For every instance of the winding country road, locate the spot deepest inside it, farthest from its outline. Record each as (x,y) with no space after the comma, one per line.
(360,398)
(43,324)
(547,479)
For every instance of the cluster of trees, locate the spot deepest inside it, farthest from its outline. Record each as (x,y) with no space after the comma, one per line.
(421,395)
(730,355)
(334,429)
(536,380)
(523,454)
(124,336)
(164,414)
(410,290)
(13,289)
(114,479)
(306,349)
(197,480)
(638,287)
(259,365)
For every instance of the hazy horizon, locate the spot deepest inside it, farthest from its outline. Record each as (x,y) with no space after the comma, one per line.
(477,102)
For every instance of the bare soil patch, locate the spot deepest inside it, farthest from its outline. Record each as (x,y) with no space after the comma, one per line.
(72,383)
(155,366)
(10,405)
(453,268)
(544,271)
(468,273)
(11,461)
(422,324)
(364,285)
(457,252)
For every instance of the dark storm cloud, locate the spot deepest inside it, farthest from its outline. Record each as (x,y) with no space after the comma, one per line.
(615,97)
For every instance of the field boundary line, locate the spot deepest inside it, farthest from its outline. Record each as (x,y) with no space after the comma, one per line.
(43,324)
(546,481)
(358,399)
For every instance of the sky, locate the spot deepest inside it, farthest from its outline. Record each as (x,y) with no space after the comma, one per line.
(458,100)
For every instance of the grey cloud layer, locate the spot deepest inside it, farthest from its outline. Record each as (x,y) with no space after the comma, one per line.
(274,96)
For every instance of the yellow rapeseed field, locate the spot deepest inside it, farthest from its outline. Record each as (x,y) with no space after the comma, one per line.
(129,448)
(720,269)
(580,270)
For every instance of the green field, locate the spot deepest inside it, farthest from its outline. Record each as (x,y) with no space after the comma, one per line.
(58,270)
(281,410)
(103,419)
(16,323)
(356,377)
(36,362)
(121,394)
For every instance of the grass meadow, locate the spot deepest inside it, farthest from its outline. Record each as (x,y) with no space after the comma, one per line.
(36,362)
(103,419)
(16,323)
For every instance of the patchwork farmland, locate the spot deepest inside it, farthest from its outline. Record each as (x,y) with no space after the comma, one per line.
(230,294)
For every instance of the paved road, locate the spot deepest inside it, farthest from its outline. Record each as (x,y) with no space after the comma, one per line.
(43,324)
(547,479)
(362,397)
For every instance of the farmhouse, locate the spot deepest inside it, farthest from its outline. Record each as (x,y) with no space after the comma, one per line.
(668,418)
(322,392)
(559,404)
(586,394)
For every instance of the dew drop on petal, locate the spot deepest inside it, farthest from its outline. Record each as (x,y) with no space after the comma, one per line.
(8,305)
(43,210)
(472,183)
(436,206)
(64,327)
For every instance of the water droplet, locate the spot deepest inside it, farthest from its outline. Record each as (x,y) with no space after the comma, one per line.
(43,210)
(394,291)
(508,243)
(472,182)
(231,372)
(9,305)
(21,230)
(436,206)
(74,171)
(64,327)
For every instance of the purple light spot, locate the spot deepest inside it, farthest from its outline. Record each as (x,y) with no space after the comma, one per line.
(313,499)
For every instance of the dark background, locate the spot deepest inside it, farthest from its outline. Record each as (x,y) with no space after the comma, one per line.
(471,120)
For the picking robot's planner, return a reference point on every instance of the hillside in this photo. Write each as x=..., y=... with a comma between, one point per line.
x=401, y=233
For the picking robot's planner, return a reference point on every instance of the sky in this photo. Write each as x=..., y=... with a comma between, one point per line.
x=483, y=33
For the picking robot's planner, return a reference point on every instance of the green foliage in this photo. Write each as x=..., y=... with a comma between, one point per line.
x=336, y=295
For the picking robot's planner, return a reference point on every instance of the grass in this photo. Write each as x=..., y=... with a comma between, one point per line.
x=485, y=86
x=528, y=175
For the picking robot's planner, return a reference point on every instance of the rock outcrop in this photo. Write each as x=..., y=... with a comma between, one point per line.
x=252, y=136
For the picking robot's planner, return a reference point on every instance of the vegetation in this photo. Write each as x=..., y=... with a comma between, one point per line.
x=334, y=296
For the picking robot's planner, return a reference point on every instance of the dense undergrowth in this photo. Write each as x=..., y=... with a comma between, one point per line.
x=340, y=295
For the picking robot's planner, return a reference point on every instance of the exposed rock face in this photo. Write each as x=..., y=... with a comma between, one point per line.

▬▬▬▬▬▬

*Problem to work on*.
Reproduce all of the material above line for line, with no changes.

*Worked answer*.
For every instance of the winding country road, locate the spot deepest inside it, farthest from its outline. Record each as (x,y) with no space after the comma, one per line.
(360,398)
(43,324)
(547,479)
For every instance of the cluster of trees, locate the spot deepest inside it, farthest from its outline. Record each as (x,y) with no space after the comma, one per line.
(421,395)
(730,355)
(334,429)
(536,380)
(523,454)
(124,336)
(164,414)
(410,290)
(13,289)
(114,479)
(306,349)
(197,480)
(638,287)
(259,365)
For every instance of the hazy horizon, locate the spot deepest inside it, farthest from its outline. Record each as (x,y) with no space after the comma, one per line.
(477,102)
For every instance of the bare soil patch, locate the spot deepest inside it, farthest from its outline. Record each as (x,y) with no space after the comma, one per line.
(72,383)
(155,366)
(10,405)
(453,268)
(544,271)
(468,273)
(11,461)
(422,324)
(364,285)
(457,252)
For every instance of the dark storm cloud, locate the spot deepest inside it, farthest from its outline. Record each as (x,y) with no space after the comma, one per line.
(615,97)
For every instance of the field boundary line, locate the spot deepest inside it, farthest from its outline. Record each as (x,y) with no space after the comma, one per line.
(43,324)
(546,481)
(358,399)
For every instance of the sky, locate the spot deepest inside it, farthest from its outline. Record each as (x,y) with no space after the comma, one per line.
(458,100)
For every instance of the grey cloud layer, locate the spot deepest inside it, farthest from its outline. Record each as (x,y) with no space after the comma, one per line.
(274,96)
For every instance of the yellow rapeseed field, locate the spot deepest inside it, farthest from its outline. Record each as (x,y) with no space after the comma, one per line.
(129,448)
(720,269)
(580,270)
For every instance of the green field, locate the spot deepest inside it, farthest from its outline. Record each as (x,y) with no space after the comma, one per line.
(58,270)
(281,410)
(103,419)
(16,323)
(356,377)
(36,362)
(121,394)
For every instance of the grass meadow, locate the spot deepest inside it, farthest from its outline. Record each as (x,y) with no space after the comma, one per line.
(36,362)
(103,419)
(16,323)
For every instance of the patchwork farmland, locate the spot deepest inside it, farthest from its outline. Record each as (x,y) with no space after the comma, one per line.
(230,294)
For every instance of the paved road, locate the spot deepest inside it, farthest from its outline. Record each as (x,y) with no space after the comma, one per line.
(43,324)
(547,479)
(362,397)
For every instance of the farmhouse, locate the spot deepest inside it, farthest from its outline. Record each as (x,y) with no space after the comma, one per line.
(668,418)
(322,392)
(559,404)
(586,394)
For every instance of the dew drop on petal, locate the spot deepest inside it, farthest from its outline. Record each as (x,y) with no space after the comma, one per line.
(8,305)
(43,210)
(472,183)
(436,206)
(64,327)
For every instance of the water droplet, locate the spot deepest inside it, farthest from its outline. Record each as (x,y) with no space after the comma, one per line.
(43,210)
(394,291)
(508,243)
(472,182)
(231,372)
(9,305)
(21,230)
(436,206)
(74,171)
(64,327)
For every instance of the purple light spot, locate the spot deepest inside it, farthest from its outline. Record each as (x,y) with no space after the comma, one per line.
(313,499)
For every instance of the dark background, locate the spot deepest inside it, farthest from its outline. Record each as (x,y) with no space after the comma, one per line.
(471,120)
For the picking robot's planner, return a reference point on every instance of the hillside in this photo. Write each as x=..., y=... with a comma between, one point per line.
x=401, y=233
For the picking robot's planner, return a reference point on every instance of the sky in this photo. Write each as x=..., y=... with a comma between, one point per line.
x=483, y=33
For the picking robot's planner, return a reference point on every instance of the green foliage in this photo. Write each as x=..., y=... with a comma between, one point per line.
x=336, y=295
For the picking robot's planner, return a reference point on every instance of the grass in this photo. Write each as x=..., y=... with a comma between, one point per line.
x=485, y=86
x=528, y=175
For the picking robot's planner, return a reference point on every instance of the rock outcrop in this photo. Write each as x=..., y=... with a comma between, one point per line.
x=252, y=136
For the picking robot's planner, return a reference point on every instance of the vegetation in this photo. Write each as x=..., y=... with a comma between, one point per line.
x=334, y=296
For the picking robot's planner, return a reference point on every instance of the dense undergrowth in this photo. Write each as x=..., y=... with a comma between, one point per line.
x=340, y=295
For the picking robot's planner, return a reference point on every instance of the exposed rock face in this photo. Write each as x=..., y=... with a comma between, one point per line.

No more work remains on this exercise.